■ **About this exercise**
Reproduce exactly the span of lines beginning at the one with "Q: Returning coordinates formatted like [466,115], pin" and ending at the last line of the data below, omitting pictures.

■ **Exercise input**
====================

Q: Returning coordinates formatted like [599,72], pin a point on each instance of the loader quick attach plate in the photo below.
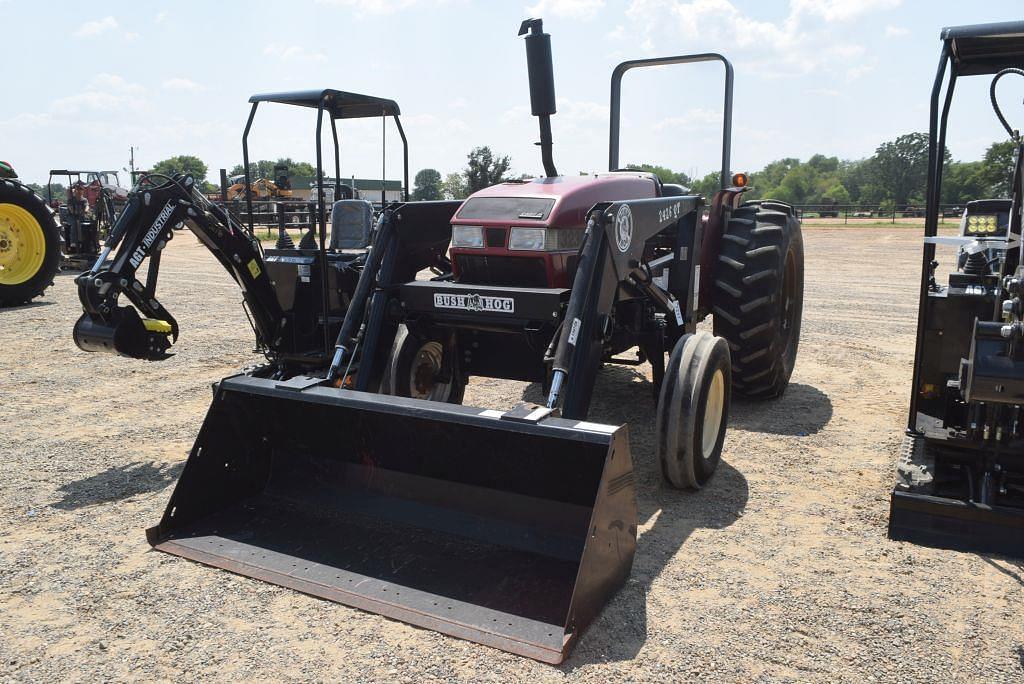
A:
[951,523]
[945,522]
[509,532]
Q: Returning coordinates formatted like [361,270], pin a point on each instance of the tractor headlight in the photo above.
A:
[545,240]
[527,239]
[982,224]
[467,236]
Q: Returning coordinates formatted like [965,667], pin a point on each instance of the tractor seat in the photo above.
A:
[674,190]
[351,223]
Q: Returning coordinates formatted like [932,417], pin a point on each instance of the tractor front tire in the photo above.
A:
[414,366]
[693,410]
[30,245]
[759,296]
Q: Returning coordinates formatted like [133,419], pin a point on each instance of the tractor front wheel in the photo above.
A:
[693,410]
[759,296]
[416,369]
[30,245]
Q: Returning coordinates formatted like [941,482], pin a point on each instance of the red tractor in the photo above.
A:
[351,473]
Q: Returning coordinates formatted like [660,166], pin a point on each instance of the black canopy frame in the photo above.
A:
[336,104]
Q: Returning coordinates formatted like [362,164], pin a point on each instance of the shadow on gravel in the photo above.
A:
[803,410]
[117,482]
[623,394]
[1006,570]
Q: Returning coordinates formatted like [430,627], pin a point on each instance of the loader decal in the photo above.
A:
[151,236]
[624,228]
[474,302]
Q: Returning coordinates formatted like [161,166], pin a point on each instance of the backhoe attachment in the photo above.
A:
[144,329]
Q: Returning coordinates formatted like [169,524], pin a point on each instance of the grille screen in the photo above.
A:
[495,237]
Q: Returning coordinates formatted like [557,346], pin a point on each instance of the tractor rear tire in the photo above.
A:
[693,410]
[759,296]
[30,245]
[413,366]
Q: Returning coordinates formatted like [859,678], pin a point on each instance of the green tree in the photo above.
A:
[182,164]
[667,175]
[454,186]
[997,171]
[773,173]
[799,185]
[264,168]
[484,169]
[901,167]
[963,181]
[427,185]
[708,185]
[823,164]
[838,193]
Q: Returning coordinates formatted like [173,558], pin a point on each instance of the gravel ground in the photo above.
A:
[779,570]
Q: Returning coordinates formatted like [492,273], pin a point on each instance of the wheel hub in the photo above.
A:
[425,369]
[714,407]
[23,245]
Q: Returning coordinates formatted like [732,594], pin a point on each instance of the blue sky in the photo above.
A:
[84,81]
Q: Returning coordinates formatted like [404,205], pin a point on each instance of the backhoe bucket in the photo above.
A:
[511,532]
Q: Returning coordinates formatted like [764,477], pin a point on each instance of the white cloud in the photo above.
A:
[182,84]
[616,34]
[90,99]
[293,53]
[114,83]
[103,92]
[372,6]
[695,118]
[796,44]
[90,29]
[859,71]
[573,9]
[840,10]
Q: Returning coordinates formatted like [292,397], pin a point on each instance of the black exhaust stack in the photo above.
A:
[542,85]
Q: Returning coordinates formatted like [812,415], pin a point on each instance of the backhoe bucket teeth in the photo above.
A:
[508,532]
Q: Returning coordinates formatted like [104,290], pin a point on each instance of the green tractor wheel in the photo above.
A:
[30,245]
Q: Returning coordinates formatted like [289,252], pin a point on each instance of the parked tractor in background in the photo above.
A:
[30,241]
[89,207]
[348,470]
[961,473]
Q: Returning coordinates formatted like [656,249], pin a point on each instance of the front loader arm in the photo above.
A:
[145,329]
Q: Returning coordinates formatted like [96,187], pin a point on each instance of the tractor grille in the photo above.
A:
[504,270]
[495,237]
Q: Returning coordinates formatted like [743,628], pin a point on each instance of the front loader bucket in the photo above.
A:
[511,533]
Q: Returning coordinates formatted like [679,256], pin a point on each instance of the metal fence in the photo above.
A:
[875,213]
[271,215]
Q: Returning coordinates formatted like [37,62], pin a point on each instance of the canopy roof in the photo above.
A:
[986,48]
[338,103]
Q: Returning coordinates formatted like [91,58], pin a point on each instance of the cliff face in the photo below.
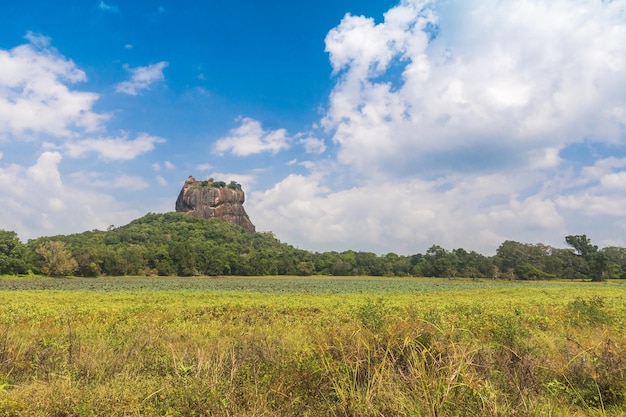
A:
[206,199]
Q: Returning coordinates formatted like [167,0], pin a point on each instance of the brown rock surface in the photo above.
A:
[207,199]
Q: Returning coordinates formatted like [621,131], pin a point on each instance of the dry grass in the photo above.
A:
[519,350]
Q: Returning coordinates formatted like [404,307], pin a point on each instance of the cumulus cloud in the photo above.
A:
[452,120]
[108,7]
[250,138]
[142,78]
[204,167]
[478,96]
[120,148]
[313,145]
[104,181]
[36,201]
[35,98]
[408,217]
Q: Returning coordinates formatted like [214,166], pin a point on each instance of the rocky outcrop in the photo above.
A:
[207,199]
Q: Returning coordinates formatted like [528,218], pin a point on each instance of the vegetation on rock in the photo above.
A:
[182,245]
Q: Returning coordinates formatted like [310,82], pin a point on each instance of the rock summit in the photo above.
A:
[208,199]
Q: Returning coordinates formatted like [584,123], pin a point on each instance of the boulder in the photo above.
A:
[214,199]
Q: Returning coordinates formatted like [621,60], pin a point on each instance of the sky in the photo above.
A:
[378,126]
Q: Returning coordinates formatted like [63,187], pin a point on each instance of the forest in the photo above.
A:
[176,244]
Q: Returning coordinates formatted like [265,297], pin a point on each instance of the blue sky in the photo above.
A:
[369,125]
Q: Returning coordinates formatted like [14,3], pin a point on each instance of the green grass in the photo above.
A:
[316,346]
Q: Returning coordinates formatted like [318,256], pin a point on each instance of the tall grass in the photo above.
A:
[520,350]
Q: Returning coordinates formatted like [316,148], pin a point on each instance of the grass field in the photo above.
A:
[311,346]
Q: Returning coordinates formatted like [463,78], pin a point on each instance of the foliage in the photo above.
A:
[176,244]
[12,252]
[597,261]
[57,261]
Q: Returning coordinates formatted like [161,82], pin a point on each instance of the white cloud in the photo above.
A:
[408,216]
[108,7]
[34,97]
[204,167]
[35,201]
[450,119]
[313,145]
[142,78]
[98,180]
[479,87]
[250,138]
[120,148]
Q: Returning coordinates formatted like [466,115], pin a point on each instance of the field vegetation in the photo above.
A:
[311,346]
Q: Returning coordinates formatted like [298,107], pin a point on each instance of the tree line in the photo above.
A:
[179,244]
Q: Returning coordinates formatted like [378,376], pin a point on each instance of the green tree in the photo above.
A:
[57,259]
[598,262]
[11,254]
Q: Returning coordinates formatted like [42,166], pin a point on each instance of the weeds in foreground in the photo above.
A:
[185,354]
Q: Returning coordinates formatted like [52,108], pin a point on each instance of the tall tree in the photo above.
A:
[57,259]
[11,253]
[598,262]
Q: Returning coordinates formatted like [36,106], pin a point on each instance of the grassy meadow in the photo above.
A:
[311,346]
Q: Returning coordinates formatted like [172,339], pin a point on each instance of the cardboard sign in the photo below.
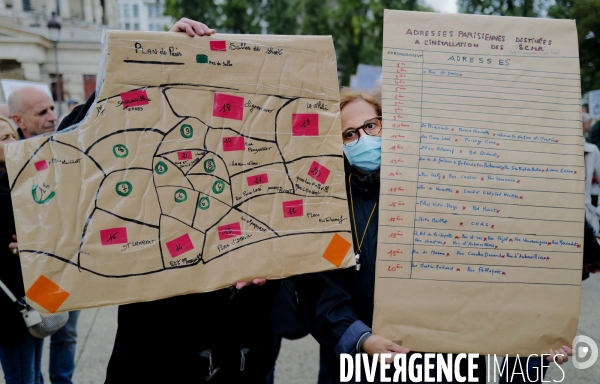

====================

■ **Written answer**
Q: Returning coordinates formatted like [466,115], pin a point on each instance of the field vegetation in the photo above.
A:
[311,346]
Q: Returning coordinates formatted like [298,107], pin a point on each instance of the tree line in the photo above.
A:
[179,244]
Q: Returning coordinates formatted like [378,376], pin a point on each instance of the green tree in the photo above.
A:
[57,259]
[598,262]
[11,254]
Q: Returning coordinates formatted like [42,166], pin a point on each instance of the weeds in foreground in the photo above.
A:
[185,354]
Q: Returning coordinates formatted like [52,108], pin a point on each instance of the tall tree in the photo above.
A:
[57,259]
[11,253]
[598,262]
Q: Returning coordinates formatted like [36,106], pin a point on each instance of the grassy meadow in the photo above.
A:
[311,346]
Q: Returning coordinates formatted like [172,339], pin a point on each instance of the cardboard sign in the photo below.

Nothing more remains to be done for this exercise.